══ EXCERPTED RECORDS

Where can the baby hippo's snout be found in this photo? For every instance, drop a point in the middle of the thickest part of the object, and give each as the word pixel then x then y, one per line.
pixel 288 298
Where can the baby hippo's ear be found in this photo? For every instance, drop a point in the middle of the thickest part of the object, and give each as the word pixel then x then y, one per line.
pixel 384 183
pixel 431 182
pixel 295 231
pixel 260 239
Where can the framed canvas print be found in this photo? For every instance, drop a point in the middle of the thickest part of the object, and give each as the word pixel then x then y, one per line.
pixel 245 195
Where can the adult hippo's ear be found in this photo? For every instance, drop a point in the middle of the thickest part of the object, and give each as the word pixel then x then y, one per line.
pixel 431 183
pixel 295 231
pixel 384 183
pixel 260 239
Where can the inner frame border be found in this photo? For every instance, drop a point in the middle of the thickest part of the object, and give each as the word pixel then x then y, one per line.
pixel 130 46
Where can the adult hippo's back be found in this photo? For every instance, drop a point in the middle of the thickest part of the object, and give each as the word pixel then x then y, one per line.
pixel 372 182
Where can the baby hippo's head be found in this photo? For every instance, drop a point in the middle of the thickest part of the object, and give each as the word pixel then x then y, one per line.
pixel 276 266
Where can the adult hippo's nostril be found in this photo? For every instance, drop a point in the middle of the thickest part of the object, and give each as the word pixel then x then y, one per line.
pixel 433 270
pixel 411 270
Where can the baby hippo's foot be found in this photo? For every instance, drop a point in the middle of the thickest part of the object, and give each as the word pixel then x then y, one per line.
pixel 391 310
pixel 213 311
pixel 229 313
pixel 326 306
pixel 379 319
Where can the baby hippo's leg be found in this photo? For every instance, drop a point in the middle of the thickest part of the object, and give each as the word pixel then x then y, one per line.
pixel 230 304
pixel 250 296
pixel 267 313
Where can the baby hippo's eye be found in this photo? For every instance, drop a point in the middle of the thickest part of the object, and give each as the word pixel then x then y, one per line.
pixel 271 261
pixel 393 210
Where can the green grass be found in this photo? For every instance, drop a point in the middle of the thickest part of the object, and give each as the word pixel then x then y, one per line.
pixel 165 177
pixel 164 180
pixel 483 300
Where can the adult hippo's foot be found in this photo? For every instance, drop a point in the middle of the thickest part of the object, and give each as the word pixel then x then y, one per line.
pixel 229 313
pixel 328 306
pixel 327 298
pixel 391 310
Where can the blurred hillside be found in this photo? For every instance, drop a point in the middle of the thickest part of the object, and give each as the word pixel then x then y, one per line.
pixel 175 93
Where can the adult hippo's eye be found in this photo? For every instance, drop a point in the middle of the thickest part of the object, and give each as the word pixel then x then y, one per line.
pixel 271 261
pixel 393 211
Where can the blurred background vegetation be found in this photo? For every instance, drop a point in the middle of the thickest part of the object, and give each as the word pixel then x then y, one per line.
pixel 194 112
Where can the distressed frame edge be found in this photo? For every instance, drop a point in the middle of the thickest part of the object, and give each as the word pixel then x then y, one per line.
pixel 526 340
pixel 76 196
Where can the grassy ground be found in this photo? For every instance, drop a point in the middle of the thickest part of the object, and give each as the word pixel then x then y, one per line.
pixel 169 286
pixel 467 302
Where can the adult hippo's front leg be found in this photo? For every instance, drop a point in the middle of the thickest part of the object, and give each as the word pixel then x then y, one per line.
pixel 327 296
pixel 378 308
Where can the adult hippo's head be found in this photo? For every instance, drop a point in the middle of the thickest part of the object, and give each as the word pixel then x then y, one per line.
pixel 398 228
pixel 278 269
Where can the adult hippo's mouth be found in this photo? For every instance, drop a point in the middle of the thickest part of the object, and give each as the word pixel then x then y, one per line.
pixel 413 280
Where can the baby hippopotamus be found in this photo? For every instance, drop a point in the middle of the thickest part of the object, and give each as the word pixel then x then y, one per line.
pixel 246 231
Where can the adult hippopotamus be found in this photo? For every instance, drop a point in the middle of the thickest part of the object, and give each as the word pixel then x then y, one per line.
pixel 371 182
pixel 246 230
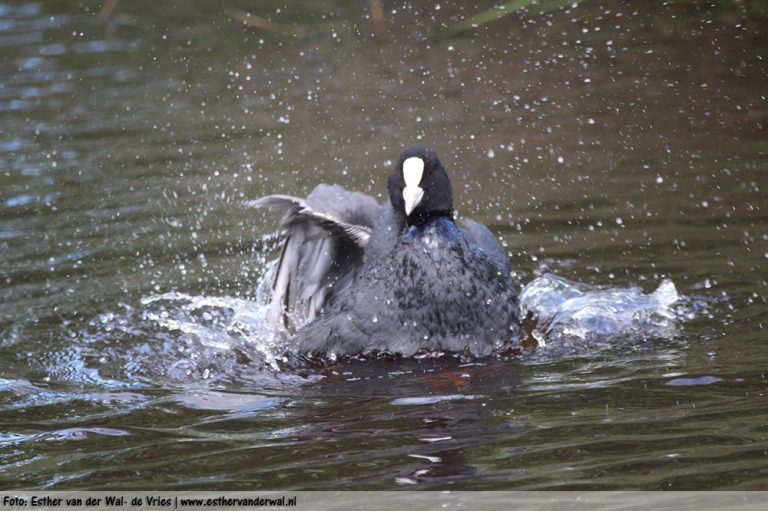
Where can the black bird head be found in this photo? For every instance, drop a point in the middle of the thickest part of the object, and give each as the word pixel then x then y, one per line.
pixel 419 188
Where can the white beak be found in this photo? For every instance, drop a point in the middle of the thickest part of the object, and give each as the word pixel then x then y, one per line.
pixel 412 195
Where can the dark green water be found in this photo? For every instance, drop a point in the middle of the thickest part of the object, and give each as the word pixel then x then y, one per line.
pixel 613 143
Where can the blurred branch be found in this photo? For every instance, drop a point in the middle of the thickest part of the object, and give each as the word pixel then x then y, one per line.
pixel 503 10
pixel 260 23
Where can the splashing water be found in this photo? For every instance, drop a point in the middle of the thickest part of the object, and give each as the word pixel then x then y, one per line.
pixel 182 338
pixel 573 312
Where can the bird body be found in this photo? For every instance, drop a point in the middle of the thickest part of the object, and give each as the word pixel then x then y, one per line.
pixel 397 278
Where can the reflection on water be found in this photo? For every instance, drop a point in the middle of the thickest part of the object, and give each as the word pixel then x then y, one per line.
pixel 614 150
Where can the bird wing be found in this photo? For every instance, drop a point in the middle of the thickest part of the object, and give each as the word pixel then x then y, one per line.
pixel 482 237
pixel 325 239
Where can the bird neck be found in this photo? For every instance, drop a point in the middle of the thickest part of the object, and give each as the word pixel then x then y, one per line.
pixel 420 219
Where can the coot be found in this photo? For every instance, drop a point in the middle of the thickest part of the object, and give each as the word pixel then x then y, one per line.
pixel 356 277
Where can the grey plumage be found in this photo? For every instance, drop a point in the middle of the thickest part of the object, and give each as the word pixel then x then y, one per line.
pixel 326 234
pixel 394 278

════

# [HOW TO COMPLETE THIS TASK]
Word for word, copy all the entries above, but with no pictures.

# [WRITTEN ANSWER]
Where can the baby hippo's snout be found in this photo? For every instance, drop a point in the middle of the thickest part of the object, and give each as the word pixel then x then y, one per line.
pixel 288 298
Where can the baby hippo's ear be found in this photo? For every instance, drop a point in the middle of the thickest part of the object, and give each as the word pixel then x then y, one per line.
pixel 384 183
pixel 431 182
pixel 295 231
pixel 260 239
Where can the framed canvas print be found in this photo? For every instance, drop a point in the middle of the thickest part of the object, and give each as the word pixel then x then y, one per line.
pixel 245 195
Where can the adult hippo's ear be found in this photo? For every instance, drop a point in the middle of the thickest part of the object, and give each as the word pixel then x then y, one per line.
pixel 431 183
pixel 295 231
pixel 384 183
pixel 260 239
Where can the inner frame border be found in this photo? For every instance, drop a point in the middle of the thickest part of the object, and give each as the word pixel then x then y, one per line.
pixel 130 46
Where can the adult hippo's back be found in this photo? For every instance, drop a point in the middle of the thickest part of the object, and give each as the word pixel then x then y, one per line.
pixel 372 182
Where can the baby hippo's head be found in this photo? For every instance, drop a point in the middle of the thickest part of the object, and give each as the word pixel then x then y, one per line.
pixel 276 266
Where can the adult hippo's nostril be found in this photo? For every instance, drop a point in the middle of the thickest part of the object, and give each as the word pixel then x then y, one per line.
pixel 433 270
pixel 411 270
Where can the baby hippo's foot be found in this photo? For every instance, drop a point in the middle of the thickest part of the object, and give each as the word pixel then x then y, one per line.
pixel 391 310
pixel 213 311
pixel 229 313
pixel 326 306
pixel 379 319
Where can the baby hippo's leg be found in this photo? For every instance, drop a point in the middle of the thickest part of the object, and give each as the word pixel then x then y, one per line.
pixel 230 304
pixel 250 296
pixel 267 313
Where can the baby hippo's eye be found in this photo? For every instance, drop a point in the middle of the thickest part of the object, and give each as the word pixel then x then y, one per line.
pixel 271 261
pixel 393 210
Where can the green grass be found in this photo? For every instance, drop a point in the middle of the thickest part of the object, and give each as the word pixel then x then y, one per line.
pixel 165 177
pixel 164 180
pixel 483 300
Where can the adult hippo's foot be found in this photo? For every instance, drop a point in the middle of the thickest part of the object, and give each as the word pixel then x then y, one per line.
pixel 229 313
pixel 328 306
pixel 327 298
pixel 391 310
Where can the blurred hillside be found in this photo? For every instance, drop a point in the middle of the thickest part of the object, and give each as the word pixel then x then y, one per line.
pixel 175 93
Where can the adult hippo's eye be found in this photo? For every instance, drop a point in the middle of the thickest part of the object, and give each as the word pixel then x then y, one per line.
pixel 271 261
pixel 393 211
Where can the blurred background vegetation be found in this photo? For every instance, drop a point in the middle of the thickest part of the object, and give each as the word pixel then x then y, one per line.
pixel 194 112
Where can the distressed frame edge be found in this photo? For every instance, drop a point in the middle of the thickest part of the object, and give each as the word pixel then x then y, one per line.
pixel 526 340
pixel 76 196
Where can the grassy ground be found in this photo? For every instance, drop a point in the middle of the thickest part of the object, and give each as the word pixel then x then y, one per line.
pixel 169 286
pixel 467 302
Where can the adult hippo's front leg be found in this photo? For every instance, drop a point in the middle of the thickest part of the object, and give each as the word pixel then x then y, one per line.
pixel 327 296
pixel 378 308
Where can the adult hippo's head be found in this photo? For every instance, drop a point in the middle of the thickest part of the object, and give each as the word pixel then x then y, one per line.
pixel 398 228
pixel 278 269
Where can the adult hippo's mouth be found in this photo? For every instance, drop a point in the middle of the thickest part of the object, and give each as the word pixel then x then y, one per line.
pixel 413 280
Where can the baby hippopotamus be found in this photo? For every instance, drop a point in the middle of the thickest part of the object, and give each as the word pixel then x then y, one per line.
pixel 246 231
Where can the adult hippopotamus be found in this photo? For every instance, drop a point in the middle of the thickest part of the object, and give each as the word pixel then x then y, one per line.
pixel 371 182
pixel 246 230
Where can the black bird head be found in this photo? For every instance, drop a point in the middle of the thickest part of the object, and give each as the word pixel then x then y, one per line.
pixel 419 188
Where can the white beak be found in this photo? For every instance, drop a point in the middle of the thickest part of the object, and give each as the word pixel then x then y, one per line.
pixel 412 195
Where can the dark green water be found in this photo? For every instance, drop a point in the middle of the thickest part of the object, and give each as the word pixel then x then y, one per line.
pixel 613 143
Where can the blurred branch be found in this photo? For every instance, drop a point in the middle of the thickest part of the object, and give each as the word pixel then x then y, one per line.
pixel 503 10
pixel 260 23
Where can the splashing water be found in this photo? For every instance, drop a point in the middle of the thickest part of the object, and give each as the word pixel then x then y, one per line.
pixel 182 338
pixel 573 312
Where can the bird body be found in this photo? For every instance, drop a point in the middle of the thickest part of the object, and give each as the word pixel then x then y, one per line.
pixel 397 278
Where can the reflection on water be found in this photo? For every instance, drop a point in the middle of the thickest part of the object, and give each as the word pixel then x then y, one per line.
pixel 614 150
Where can the bird wing be found in this photo? For every instance, drop a point in the middle of the thickest part of the object, and give each as the word pixel then x then y, one per line.
pixel 482 237
pixel 325 239
Where can the bird neck be found in this photo? For every instance, drop a point in the middle of the thickest part of the object, and give each as the word pixel then x then y, one per line.
pixel 420 219
Where can the coot be found in this photo? For every instance, drop a point in the middle of the thickest part of the object, and give each as the word pixel then x then y, one per line.
pixel 356 277
Where can the grey plumage be found in this photo? For every instance, drop a point in the middle of the thickest part of the object, and give each as the word pixel then x then y, one per line.
pixel 326 234
pixel 394 278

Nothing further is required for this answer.